§ BRIEF
Return all lines from the listing below that include the word "tablecloth".

§ PROVIDED RECORDS
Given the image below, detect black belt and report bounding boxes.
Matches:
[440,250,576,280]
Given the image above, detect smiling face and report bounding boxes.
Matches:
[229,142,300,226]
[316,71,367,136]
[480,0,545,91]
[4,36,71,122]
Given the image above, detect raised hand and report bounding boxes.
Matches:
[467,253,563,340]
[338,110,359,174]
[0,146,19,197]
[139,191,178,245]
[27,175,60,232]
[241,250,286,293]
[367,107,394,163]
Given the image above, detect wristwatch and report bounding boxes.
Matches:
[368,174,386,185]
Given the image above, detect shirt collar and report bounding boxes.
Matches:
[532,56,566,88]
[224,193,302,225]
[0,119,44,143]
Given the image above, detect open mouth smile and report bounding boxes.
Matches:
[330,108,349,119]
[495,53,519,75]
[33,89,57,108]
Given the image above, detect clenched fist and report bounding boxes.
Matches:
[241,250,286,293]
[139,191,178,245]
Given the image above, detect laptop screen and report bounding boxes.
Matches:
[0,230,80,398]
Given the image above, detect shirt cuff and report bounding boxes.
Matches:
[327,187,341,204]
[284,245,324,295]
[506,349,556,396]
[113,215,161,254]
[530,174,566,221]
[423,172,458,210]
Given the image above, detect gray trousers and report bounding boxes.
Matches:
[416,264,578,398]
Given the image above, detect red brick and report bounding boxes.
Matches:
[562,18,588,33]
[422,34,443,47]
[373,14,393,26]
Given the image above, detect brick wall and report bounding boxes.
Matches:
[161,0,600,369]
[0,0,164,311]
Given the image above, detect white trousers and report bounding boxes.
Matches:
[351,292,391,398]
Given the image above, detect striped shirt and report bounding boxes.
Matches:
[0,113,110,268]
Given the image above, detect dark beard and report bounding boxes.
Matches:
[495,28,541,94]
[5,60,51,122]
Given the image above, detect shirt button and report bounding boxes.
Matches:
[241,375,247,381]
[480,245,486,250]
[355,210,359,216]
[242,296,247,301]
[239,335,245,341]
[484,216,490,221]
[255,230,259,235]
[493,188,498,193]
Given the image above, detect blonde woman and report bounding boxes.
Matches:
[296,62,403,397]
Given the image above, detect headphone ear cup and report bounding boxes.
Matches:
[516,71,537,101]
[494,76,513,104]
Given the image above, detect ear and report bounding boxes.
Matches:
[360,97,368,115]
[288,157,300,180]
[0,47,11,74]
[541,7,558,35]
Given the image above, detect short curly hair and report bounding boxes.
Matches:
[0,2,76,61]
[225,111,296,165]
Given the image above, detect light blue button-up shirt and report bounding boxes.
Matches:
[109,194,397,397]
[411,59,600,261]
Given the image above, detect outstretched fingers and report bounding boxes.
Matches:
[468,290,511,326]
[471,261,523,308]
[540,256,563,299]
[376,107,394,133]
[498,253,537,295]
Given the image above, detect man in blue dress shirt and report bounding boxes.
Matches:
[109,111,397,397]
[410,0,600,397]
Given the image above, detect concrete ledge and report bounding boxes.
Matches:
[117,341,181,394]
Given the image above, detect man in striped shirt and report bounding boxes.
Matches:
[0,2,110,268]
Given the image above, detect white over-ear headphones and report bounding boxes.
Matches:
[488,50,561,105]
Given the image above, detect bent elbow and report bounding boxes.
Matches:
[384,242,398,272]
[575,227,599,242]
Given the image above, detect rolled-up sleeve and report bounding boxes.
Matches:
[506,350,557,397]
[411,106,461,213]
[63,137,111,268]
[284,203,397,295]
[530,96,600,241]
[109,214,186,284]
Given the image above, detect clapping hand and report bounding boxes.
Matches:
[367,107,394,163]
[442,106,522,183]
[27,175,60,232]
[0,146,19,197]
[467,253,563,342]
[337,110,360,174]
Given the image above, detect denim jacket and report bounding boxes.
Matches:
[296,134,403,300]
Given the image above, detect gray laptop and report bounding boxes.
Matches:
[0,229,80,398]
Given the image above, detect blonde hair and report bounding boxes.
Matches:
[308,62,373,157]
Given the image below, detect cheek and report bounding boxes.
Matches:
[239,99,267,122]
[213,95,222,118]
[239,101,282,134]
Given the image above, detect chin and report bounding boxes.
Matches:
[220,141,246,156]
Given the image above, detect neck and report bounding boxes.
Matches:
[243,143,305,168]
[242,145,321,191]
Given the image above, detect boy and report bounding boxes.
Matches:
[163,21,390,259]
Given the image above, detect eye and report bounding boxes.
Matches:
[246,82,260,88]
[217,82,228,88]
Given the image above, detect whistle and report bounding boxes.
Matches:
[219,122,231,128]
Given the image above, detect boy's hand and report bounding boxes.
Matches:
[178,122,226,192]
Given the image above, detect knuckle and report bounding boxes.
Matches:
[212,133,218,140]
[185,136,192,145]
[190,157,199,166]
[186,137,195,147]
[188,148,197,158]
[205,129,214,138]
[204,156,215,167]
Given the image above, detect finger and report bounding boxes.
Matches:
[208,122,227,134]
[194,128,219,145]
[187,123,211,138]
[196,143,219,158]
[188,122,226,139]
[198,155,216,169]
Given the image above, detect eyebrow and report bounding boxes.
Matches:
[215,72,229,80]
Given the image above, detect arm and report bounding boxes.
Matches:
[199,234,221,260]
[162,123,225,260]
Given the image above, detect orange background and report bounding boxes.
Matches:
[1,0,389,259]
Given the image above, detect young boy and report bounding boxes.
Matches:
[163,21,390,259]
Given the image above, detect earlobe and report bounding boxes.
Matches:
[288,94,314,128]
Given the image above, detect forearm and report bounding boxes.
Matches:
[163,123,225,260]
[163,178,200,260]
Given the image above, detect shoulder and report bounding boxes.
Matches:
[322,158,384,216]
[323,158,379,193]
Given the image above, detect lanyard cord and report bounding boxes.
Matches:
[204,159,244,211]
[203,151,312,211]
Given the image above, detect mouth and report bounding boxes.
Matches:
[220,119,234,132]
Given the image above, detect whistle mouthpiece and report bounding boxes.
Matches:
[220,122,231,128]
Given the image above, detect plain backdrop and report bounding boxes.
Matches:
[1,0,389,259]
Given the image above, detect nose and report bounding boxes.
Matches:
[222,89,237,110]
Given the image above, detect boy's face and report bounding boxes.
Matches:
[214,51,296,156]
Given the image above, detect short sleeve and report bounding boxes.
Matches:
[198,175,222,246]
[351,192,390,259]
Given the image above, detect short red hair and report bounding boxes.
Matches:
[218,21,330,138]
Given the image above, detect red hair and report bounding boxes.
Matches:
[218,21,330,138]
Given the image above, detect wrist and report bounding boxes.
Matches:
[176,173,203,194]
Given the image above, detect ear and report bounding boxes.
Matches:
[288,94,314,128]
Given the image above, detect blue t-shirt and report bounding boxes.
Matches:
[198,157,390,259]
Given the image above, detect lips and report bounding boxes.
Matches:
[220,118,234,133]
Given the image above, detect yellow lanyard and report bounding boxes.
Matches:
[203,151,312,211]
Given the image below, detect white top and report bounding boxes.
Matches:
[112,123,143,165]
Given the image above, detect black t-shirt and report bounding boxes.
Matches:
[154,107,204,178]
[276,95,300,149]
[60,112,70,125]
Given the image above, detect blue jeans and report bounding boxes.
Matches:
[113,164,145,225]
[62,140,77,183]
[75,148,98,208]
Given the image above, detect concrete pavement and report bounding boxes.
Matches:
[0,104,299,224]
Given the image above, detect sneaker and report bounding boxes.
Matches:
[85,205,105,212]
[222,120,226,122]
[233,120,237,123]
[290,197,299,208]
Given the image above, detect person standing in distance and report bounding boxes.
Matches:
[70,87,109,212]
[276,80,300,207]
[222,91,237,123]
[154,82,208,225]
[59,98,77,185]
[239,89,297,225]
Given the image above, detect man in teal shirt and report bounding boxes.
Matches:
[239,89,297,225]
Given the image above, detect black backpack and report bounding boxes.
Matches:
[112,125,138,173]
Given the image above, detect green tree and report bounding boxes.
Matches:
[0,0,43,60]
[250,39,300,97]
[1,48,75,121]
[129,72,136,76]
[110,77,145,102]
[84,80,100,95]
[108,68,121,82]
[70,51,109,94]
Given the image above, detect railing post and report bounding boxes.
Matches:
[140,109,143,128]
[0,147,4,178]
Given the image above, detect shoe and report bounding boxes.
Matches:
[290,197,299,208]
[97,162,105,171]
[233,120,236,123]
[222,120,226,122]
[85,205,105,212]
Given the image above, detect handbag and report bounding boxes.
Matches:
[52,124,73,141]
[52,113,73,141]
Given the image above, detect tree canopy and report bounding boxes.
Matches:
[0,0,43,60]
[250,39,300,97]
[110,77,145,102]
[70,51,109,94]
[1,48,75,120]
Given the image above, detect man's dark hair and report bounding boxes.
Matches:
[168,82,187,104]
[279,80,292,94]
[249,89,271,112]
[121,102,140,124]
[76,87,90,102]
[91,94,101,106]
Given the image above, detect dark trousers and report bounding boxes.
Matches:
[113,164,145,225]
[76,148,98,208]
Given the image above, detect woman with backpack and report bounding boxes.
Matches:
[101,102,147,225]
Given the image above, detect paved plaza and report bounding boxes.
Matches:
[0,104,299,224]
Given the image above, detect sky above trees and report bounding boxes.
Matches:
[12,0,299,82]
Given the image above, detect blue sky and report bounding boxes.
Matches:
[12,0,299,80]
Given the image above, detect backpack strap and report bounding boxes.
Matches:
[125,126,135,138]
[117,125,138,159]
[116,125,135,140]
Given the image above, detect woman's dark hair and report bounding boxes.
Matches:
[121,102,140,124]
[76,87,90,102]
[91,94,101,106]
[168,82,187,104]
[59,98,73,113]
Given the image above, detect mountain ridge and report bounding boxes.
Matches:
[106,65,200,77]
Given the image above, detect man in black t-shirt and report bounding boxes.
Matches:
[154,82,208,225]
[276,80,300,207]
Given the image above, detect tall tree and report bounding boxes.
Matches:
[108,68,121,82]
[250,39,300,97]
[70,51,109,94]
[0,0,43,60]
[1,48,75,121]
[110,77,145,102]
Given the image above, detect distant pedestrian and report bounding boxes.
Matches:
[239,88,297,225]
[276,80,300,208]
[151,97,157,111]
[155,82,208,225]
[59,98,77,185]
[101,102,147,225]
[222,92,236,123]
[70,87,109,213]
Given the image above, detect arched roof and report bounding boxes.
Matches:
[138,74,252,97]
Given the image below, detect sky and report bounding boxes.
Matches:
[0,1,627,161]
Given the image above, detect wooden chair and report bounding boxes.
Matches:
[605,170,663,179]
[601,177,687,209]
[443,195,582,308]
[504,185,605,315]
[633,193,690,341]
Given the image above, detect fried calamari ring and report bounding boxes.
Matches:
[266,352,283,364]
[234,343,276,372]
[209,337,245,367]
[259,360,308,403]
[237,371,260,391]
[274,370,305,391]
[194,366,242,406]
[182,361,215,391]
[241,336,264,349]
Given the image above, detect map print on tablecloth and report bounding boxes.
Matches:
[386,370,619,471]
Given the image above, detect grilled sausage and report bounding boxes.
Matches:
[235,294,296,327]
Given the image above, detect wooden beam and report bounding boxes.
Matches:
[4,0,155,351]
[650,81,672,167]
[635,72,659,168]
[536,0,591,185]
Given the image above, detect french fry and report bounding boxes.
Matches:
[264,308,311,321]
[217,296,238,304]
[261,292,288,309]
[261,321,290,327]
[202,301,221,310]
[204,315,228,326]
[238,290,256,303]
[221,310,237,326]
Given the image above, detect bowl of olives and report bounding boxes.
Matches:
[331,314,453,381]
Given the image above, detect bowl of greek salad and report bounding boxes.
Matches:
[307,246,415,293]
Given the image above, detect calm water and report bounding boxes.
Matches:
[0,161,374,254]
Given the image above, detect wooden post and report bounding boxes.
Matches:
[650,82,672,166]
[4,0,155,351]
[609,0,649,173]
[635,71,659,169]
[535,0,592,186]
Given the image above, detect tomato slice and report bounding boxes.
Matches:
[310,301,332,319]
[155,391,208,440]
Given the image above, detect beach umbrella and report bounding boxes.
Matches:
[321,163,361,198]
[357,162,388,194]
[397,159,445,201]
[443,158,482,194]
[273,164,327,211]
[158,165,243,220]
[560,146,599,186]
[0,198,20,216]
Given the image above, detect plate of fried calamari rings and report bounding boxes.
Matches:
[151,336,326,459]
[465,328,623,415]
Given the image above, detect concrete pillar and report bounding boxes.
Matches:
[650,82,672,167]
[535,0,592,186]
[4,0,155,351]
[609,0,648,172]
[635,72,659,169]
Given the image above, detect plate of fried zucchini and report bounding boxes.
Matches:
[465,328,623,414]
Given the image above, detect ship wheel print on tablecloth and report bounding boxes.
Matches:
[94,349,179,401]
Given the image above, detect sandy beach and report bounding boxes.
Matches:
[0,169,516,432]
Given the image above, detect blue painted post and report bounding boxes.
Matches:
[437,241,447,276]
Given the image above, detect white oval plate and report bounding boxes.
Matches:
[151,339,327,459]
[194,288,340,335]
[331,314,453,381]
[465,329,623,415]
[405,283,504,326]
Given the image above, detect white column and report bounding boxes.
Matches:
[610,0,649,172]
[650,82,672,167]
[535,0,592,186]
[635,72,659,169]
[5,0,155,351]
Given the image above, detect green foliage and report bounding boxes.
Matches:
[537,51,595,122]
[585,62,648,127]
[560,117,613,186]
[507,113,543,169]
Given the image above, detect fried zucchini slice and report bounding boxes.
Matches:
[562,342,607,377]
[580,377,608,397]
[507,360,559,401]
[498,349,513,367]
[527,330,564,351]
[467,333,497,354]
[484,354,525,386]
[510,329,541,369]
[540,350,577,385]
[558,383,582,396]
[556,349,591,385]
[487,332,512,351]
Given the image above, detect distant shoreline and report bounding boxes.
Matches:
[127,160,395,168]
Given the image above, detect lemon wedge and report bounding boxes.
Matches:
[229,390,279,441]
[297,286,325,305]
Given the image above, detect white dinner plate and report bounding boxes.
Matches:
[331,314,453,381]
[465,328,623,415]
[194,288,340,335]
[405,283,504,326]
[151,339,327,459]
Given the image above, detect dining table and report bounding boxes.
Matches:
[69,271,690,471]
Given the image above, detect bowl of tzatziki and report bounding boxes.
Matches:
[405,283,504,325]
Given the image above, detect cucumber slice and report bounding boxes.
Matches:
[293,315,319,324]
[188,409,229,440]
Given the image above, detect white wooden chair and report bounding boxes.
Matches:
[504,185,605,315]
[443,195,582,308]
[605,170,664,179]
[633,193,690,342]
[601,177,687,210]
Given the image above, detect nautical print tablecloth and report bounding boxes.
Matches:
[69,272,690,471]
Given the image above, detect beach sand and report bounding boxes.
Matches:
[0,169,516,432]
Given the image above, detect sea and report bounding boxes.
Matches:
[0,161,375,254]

§ RESPONSE AREA
Given the image above, detect map print on tablecloth and report bounding boxes.
Given the image above, detect ship wheel print on tablecloth and report bounding boxes.
Given the image above, detect nautical print tablecloth and report bounding boxes.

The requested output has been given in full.